Request:
Return the material below unchanged, from its first line through the line containing "149 4 L 114", both included.

Input records:
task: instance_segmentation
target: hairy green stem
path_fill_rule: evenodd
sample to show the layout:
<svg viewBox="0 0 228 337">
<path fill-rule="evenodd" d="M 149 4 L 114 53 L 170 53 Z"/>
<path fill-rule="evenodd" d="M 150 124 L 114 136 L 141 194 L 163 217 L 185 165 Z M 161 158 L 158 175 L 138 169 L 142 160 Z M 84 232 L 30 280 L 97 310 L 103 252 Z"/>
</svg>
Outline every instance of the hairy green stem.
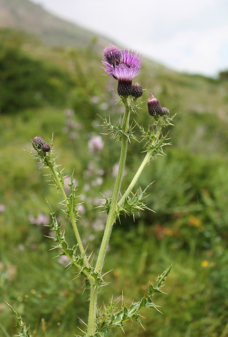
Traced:
<svg viewBox="0 0 228 337">
<path fill-rule="evenodd" d="M 159 136 L 160 133 L 161 132 L 161 127 L 159 126 L 155 134 L 155 136 L 156 137 L 157 137 Z M 129 186 L 126 190 L 125 193 L 119 201 L 118 203 L 118 205 L 119 207 L 120 207 L 123 203 L 125 198 L 128 196 L 129 194 L 132 190 L 132 189 L 136 184 L 137 181 L 139 178 L 141 173 L 142 172 L 145 166 L 146 166 L 146 165 L 147 165 L 149 162 L 150 160 L 151 157 L 153 155 L 153 153 L 156 149 L 156 148 L 154 148 L 153 149 L 153 150 L 151 150 L 150 151 L 148 151 L 144 159 L 139 167 L 138 171 L 135 175 L 135 176 L 132 180 Z"/>
<path fill-rule="evenodd" d="M 126 132 L 129 128 L 130 107 L 128 105 L 126 99 L 123 100 L 123 102 L 125 106 L 125 111 L 123 118 L 122 127 L 124 131 Z M 94 270 L 95 273 L 101 272 L 102 269 L 113 225 L 116 219 L 117 201 L 120 189 L 126 156 L 128 143 L 127 137 L 124 135 L 122 135 L 121 136 L 121 152 L 118 172 L 114 187 L 109 212 L 107 218 L 104 235 Z M 92 335 L 96 331 L 96 303 L 98 293 L 98 286 L 91 287 L 88 328 L 88 333 L 89 336 Z"/>
</svg>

Exercise result:
task: instance_segmentation
target: hairy green stem
path_fill_rule: evenodd
sample to show the layout:
<svg viewBox="0 0 228 337">
<path fill-rule="evenodd" d="M 149 4 L 114 53 L 170 53 Z"/>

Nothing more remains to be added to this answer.